YOUR GOAL — In the profile of Krzysztof Paterka below, in what city was he born?

(READING PASSAGE begins)

Krzysztof Paterka

Personal information
- Born: 19 August 1986 (age 39) Poznań, Poland
- Height: 1.89 m (6 ft 2 in)
- Weight: 78 kg (172 lb)

Sport
- Country: Poland
- Sport: Paralympic swimming
- Disability class: S9, SB8, SM9
- Event: Breaststroke

Medal record
Paralympic swimming
Representing Poland
Paralympic Games
| Bronze medal – third place | 2004 Athens | 4x100m medley relay 34pts |
World Championships
| Bronze medal – third place | 2006 Durban | 100m breaststroke SB8 |
| Bronze medal – third place | 2010 Eindhoven | 100m breaststroke SB8 |
| Bronze medal – third place | 2013 Montreal | 100m breaststroke SB8 |
European Championships
| Silver medal – second place | 2011 Berlin | 100m breaststroke SB8 |

= Krzysztof Paterka =

Polish Paralympic swimmer

Krzysztof Paterka (born 19 August 1986) is a Polish retired Paralympic swimmer who specialises in the breaststroke and competed in international elite competitions. He is a Paralympic bronze medalist, three-time World bronze medalist and a European silver medalist. He was born without his left forearm and was diagnosed with temporal lobe epilepsy as a young child.

(READING PASSAGE ends)
(DATA PROVIDED begins)

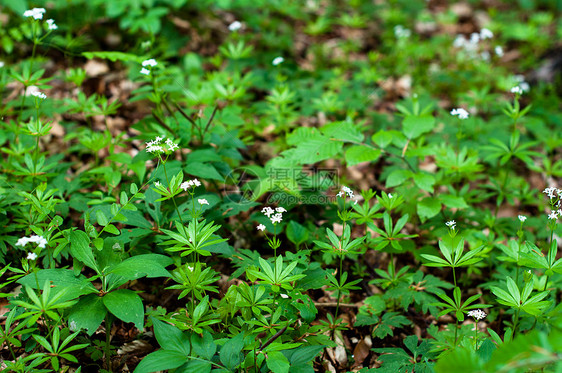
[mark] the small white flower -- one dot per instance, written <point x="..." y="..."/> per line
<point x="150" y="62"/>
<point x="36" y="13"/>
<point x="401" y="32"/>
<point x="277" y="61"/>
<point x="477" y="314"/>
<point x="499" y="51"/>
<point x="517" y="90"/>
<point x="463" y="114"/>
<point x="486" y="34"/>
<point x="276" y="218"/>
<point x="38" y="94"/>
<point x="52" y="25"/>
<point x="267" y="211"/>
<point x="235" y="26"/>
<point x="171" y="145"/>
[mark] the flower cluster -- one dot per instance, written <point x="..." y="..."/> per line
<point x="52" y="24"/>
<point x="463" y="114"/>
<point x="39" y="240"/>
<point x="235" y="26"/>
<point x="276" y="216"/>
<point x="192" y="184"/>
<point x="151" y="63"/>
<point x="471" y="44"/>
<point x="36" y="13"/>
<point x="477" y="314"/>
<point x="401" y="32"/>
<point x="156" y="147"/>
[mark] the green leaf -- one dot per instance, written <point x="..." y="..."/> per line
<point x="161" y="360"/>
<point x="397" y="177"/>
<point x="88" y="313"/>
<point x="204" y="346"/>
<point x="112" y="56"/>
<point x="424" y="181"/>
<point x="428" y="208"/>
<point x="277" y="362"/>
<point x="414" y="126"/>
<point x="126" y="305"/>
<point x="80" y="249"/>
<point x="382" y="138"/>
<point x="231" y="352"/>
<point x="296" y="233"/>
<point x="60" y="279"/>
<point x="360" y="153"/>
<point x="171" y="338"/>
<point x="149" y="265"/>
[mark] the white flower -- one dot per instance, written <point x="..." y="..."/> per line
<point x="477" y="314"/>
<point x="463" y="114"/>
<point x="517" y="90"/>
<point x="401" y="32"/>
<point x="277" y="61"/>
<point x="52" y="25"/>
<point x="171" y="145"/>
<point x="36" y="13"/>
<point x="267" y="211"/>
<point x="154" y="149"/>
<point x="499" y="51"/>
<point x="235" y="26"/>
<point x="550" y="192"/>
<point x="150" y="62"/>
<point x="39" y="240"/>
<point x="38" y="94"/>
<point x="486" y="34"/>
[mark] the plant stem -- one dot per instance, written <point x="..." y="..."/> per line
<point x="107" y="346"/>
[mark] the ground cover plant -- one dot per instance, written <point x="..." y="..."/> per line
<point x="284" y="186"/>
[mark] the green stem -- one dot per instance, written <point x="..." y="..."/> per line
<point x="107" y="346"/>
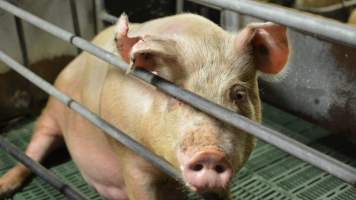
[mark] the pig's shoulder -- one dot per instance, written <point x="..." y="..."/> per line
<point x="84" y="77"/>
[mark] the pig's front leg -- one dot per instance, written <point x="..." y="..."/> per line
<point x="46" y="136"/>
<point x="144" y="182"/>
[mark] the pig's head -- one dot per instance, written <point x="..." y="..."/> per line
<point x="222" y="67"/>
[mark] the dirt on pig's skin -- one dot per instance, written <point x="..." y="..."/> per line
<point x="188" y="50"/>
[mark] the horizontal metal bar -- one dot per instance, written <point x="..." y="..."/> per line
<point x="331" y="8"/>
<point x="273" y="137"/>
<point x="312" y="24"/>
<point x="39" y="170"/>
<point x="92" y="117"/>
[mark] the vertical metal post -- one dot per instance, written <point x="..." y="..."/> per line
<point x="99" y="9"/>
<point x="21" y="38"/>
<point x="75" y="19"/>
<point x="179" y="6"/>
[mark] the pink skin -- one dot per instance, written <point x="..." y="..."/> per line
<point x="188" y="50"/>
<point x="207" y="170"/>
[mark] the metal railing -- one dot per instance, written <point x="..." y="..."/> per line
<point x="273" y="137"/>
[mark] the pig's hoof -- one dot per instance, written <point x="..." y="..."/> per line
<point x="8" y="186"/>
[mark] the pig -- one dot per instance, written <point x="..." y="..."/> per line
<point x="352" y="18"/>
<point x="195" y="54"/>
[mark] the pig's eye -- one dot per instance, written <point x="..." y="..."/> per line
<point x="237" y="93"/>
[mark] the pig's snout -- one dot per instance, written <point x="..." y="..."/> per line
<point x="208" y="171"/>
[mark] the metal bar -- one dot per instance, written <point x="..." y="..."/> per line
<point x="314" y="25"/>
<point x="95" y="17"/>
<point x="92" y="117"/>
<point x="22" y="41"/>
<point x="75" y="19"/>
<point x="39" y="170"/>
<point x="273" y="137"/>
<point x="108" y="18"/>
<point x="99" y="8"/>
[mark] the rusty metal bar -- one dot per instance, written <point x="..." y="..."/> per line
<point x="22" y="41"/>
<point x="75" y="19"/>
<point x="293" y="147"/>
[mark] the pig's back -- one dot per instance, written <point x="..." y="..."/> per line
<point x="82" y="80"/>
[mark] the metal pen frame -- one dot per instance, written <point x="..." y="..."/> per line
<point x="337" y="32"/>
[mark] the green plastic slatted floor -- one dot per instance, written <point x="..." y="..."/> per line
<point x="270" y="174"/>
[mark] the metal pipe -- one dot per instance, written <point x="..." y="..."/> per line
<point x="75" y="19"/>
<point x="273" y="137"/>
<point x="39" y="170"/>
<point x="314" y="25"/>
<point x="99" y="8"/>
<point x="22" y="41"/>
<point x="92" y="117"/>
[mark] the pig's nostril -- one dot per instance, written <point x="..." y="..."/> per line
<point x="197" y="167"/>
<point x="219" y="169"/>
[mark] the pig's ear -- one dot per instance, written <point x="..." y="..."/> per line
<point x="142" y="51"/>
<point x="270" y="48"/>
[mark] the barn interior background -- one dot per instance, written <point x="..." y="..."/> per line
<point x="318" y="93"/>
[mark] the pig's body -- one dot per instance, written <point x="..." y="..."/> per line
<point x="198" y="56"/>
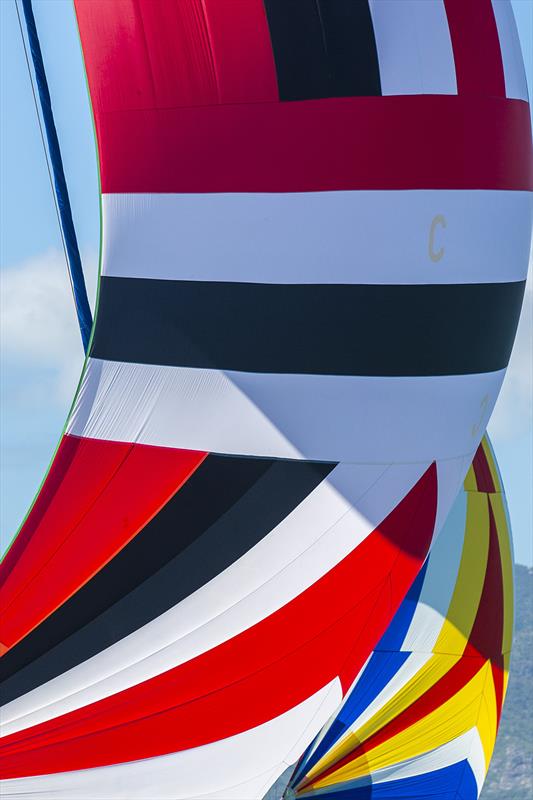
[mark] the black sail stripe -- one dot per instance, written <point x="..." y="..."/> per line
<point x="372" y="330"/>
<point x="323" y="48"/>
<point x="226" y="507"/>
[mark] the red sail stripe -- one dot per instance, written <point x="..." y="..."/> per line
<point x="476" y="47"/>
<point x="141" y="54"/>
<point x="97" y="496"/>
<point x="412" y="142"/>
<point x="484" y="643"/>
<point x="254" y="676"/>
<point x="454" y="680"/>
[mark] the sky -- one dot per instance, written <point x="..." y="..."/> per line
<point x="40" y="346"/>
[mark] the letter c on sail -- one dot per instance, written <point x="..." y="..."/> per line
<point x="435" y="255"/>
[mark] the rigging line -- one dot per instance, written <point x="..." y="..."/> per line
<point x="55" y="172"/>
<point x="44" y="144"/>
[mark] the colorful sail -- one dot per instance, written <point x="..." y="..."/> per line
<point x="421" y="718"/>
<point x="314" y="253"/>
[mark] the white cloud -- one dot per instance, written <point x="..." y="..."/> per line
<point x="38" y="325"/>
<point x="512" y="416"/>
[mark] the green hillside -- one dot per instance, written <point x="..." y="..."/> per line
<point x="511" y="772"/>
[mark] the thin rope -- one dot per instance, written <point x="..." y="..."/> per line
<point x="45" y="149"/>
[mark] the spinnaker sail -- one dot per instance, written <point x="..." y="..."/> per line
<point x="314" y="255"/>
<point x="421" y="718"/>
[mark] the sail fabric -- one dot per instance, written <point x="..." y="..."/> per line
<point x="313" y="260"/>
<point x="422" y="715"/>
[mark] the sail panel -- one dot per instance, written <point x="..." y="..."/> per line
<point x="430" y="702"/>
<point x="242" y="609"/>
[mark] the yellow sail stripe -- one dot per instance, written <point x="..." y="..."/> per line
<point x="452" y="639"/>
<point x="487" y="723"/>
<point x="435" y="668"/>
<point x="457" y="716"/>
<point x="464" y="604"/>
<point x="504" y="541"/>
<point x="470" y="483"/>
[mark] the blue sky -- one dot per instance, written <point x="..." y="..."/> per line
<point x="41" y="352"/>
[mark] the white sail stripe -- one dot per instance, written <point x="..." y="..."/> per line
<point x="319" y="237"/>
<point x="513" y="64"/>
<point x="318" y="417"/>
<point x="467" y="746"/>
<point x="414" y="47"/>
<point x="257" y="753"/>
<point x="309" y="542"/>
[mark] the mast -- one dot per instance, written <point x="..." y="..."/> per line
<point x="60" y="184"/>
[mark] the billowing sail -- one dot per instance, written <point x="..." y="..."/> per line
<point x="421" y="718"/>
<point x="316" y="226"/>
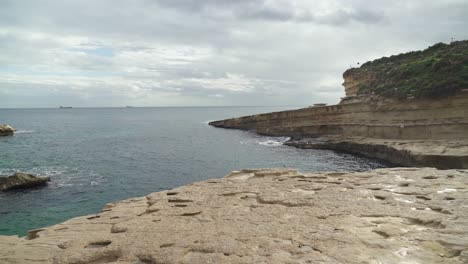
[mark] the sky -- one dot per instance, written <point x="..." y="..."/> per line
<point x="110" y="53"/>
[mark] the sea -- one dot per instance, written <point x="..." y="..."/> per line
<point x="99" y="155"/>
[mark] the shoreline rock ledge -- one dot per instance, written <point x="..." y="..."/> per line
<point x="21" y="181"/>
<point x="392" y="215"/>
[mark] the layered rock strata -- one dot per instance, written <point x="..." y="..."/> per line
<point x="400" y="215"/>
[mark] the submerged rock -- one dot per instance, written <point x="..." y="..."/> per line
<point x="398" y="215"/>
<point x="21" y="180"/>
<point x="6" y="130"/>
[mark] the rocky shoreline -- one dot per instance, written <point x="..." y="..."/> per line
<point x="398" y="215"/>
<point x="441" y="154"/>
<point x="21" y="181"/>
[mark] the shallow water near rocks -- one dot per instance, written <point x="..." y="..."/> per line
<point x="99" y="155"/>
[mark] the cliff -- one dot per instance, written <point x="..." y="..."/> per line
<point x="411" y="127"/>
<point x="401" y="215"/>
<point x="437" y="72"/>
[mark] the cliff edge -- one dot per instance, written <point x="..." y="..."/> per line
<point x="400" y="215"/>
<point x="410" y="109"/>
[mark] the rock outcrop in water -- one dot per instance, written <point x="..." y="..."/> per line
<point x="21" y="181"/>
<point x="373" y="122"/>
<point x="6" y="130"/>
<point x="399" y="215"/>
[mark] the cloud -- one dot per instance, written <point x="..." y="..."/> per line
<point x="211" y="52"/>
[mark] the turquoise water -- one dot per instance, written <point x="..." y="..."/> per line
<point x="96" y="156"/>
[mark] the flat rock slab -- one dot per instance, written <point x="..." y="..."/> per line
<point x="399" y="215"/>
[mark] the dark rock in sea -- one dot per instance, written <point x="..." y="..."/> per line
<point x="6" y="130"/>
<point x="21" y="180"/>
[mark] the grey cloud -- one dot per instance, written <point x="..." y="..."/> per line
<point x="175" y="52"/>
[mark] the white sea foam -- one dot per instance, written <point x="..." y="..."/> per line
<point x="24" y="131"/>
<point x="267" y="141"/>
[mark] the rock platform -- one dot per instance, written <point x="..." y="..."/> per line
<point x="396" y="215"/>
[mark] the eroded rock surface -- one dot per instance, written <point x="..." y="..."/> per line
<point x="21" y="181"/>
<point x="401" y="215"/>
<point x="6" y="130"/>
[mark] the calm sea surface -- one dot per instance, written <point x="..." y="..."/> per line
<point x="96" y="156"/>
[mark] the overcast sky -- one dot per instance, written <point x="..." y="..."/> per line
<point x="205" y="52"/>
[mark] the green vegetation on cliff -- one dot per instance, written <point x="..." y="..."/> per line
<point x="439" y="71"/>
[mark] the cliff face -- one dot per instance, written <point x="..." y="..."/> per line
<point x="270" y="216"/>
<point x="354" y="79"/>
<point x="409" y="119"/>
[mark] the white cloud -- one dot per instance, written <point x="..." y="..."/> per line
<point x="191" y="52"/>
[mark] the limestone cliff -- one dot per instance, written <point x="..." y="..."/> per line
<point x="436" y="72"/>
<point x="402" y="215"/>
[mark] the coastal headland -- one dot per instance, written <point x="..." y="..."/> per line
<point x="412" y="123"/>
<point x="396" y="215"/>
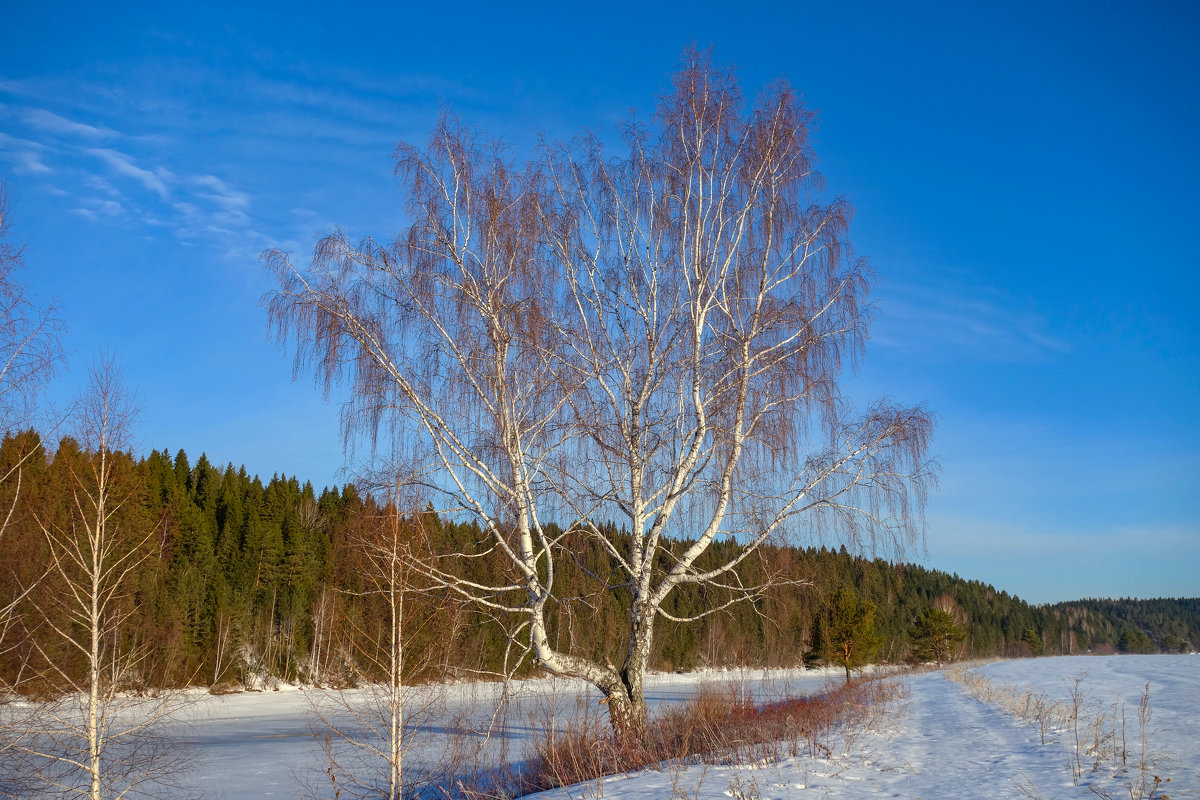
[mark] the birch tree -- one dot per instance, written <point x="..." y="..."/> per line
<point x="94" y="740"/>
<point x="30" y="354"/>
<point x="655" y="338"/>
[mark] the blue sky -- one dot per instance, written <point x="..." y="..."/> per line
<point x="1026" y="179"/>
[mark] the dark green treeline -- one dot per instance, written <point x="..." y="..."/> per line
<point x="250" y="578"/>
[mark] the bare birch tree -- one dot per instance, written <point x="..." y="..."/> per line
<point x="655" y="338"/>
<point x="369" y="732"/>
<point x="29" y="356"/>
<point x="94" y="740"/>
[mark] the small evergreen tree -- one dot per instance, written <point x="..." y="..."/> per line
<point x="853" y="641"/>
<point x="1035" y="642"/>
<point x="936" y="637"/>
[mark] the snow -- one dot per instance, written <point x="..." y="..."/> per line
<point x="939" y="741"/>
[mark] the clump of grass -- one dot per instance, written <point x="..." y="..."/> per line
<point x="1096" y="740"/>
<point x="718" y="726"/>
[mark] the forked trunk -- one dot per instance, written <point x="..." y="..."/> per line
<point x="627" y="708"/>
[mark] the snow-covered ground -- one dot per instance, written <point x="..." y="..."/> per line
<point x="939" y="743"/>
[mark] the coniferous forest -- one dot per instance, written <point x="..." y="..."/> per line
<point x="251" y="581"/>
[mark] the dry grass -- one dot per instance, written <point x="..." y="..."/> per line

(DATA PROVIDED ends)

TASK RESPONSE — Poznań, Poland